■ Consigne: Citez mot pour mot le passage de l'extrait sur les Lumières qui va de « Le déisme, révoquant » jusqu'à « à la censure. ».

■ Extrait source:
___
L’entreprise de l’Encyclopédie témoigne d’une foi véritable et acharnée dans les pouvoirs de l’intelligence, dans les vertus de la culture, dans l’utilité et la beauté du travail intellectuel et manuel. Selon les mots de D’Alembert, ce « dictionnaire raisonné des arts, des sciences et des métiers » place « le philosophe au-dessus de ce vaste labyrinthe », veillant à « l’histoire qui se rapporte à la mémoire, la philosophie qui est le fruit de la raison, et les beaux-arts que l’imagination fait naître ». Comme Roger Bacon, il « n’envisage la philosophie que comme cette partie de nos connaissances qui doit contribuer à nous rendre meilleurs et plus heureux » ; il « invite les savants à étudier et à perfectionner les arts, qu’il regarde comme la partie la plus relevée et la plus essentielle de la science humaine ». Non sans omettre de dénoncer le « despotisme théologique » de ces temps où « l’abus de l’autorité spirituelle réunie à la temporelle forçait la raison au silence[4] ». Soit, contre l’obscurantisme, les Lumières !
Le déisme, révoquant toute velléité de vérité singulière de tel ou tel culte, est tolérance, telle que l’établit le traité fondateur de Voltaire[5]. Cependant le matérialisme de Diderot débouche sur un athéisme discrètement tu, ou affirmé dans les ouvrages d’Helvétius, publiés sous le manteau, tant les Jésuites et autres religieux contraignent le pouvoir royal à la censure.
L’esclavage, pourtant florissant les Deux Indes, suscite l’indignation de Montesquieu, qui dans De l’esprit des lois, en 1748, le traite par une ironie et une argumentation par l’absurde remarquables, de Voltaire, dans Candide, de Raynal qui y voit un crime de lèse-humanité. De plus Georges Gusdorf rappelle qu’ « indépendamment même de de la corruption dont elle affecte l’humanité […] il existe « un parti-pris anticolonialiste, en particulier en France ; les colonies rapportent moins aux métropoles moins qu’elles ne coûtent[6] ». En outre il rappelle que Raynal termine son ouvrage par une « condamnation sans nuance de l’entreprise coloniale, dont il ne reconnait nullement la valeur civilisatrice » ; ce dernier point d’ailleurs serait à nuancer eu égard à la colonisation au XX° siècle. L’auteur de l’Histoire philosophique et politique des établissements et du commerce des Européens dans les deux Indes conspue ce qu’il appelle un « fanatisme des découvertes ». Ainsi écrit Raynal : « On a parcouru et l’on continue à parcourir tous les climats vers l’un et l’autre pôle, pour y trouver quelque continent à envahir, quelques îles à ravager, quelques peuples à dépouiller, à subjuguer, à massacrer. […] Cette soif insatiable de l’or a donné naissance au plus infâme, au plus exécrable de tous les commerces : celui des esclaves[7] ».
___
■ Données fournies:
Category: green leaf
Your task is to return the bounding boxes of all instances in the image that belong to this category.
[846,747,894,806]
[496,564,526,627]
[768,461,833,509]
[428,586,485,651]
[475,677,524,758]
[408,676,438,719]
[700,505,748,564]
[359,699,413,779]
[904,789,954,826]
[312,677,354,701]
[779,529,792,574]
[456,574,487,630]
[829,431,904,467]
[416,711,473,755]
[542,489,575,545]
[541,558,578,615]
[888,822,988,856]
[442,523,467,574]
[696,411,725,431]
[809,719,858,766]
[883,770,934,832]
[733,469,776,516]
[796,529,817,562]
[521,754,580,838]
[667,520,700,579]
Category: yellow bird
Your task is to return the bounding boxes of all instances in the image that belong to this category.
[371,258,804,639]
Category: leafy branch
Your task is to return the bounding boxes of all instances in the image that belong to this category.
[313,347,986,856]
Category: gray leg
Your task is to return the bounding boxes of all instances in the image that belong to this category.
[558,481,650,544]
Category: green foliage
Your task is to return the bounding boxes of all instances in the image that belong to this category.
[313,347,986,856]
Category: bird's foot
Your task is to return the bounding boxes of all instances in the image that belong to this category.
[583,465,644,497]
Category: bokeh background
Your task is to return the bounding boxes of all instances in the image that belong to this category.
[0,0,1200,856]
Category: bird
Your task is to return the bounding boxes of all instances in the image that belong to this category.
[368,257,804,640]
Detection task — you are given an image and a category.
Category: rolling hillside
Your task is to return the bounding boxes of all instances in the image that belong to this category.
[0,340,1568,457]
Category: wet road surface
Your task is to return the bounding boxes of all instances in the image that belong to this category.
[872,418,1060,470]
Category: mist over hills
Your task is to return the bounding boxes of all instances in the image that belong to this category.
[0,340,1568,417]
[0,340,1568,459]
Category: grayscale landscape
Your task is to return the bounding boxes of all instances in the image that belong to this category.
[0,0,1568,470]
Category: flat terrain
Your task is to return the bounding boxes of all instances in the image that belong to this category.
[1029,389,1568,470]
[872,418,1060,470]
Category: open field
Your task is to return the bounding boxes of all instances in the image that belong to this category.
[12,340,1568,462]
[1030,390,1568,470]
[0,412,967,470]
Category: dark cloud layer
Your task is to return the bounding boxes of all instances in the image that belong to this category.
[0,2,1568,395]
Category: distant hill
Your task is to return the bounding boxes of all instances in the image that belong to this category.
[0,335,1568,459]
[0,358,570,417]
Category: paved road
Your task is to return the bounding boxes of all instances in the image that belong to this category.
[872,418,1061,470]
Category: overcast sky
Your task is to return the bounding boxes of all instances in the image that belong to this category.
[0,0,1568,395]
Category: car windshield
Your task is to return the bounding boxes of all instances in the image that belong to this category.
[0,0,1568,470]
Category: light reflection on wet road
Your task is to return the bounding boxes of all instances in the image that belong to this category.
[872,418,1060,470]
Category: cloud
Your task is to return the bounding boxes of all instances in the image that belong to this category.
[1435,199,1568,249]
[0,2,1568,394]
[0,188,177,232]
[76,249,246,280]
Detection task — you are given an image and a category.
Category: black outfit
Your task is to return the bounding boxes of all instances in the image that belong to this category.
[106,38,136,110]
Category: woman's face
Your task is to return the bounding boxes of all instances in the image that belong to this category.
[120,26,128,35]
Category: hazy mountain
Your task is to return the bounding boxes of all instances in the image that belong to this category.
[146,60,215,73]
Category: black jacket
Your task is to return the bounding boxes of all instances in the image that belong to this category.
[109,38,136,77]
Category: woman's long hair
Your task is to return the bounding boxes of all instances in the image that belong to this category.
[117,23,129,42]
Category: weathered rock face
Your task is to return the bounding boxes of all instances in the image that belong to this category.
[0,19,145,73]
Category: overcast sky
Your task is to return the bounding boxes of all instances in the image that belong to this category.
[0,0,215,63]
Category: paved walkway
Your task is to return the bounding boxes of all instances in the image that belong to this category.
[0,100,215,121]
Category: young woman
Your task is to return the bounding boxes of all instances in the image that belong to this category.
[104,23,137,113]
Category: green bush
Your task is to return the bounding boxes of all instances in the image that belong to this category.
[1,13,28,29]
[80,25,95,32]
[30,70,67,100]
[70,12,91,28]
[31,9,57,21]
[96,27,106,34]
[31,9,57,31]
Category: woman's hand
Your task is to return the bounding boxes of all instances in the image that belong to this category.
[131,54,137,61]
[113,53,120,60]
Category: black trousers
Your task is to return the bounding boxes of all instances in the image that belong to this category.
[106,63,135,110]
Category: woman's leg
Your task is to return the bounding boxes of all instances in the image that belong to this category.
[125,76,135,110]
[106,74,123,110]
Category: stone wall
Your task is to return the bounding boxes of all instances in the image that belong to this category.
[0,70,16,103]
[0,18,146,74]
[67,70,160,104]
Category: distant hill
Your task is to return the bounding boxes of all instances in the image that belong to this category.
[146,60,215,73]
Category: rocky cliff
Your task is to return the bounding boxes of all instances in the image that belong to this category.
___
■ Réponse attendue:
Le déisme, révoquant toute velléité de vérité singulière de tel ou tel culte, est tolérance, telle que l’établit le traité fondateur de Voltaire[5]. Cependant le matérialisme de Diderot débouche sur un athéisme discrètement tu, ou affirmé dans les ouvrages d’Helvétius, publiés sous le manteau, tant les Jésuites et autres religieux contraignent le pouvoir royal à la censure.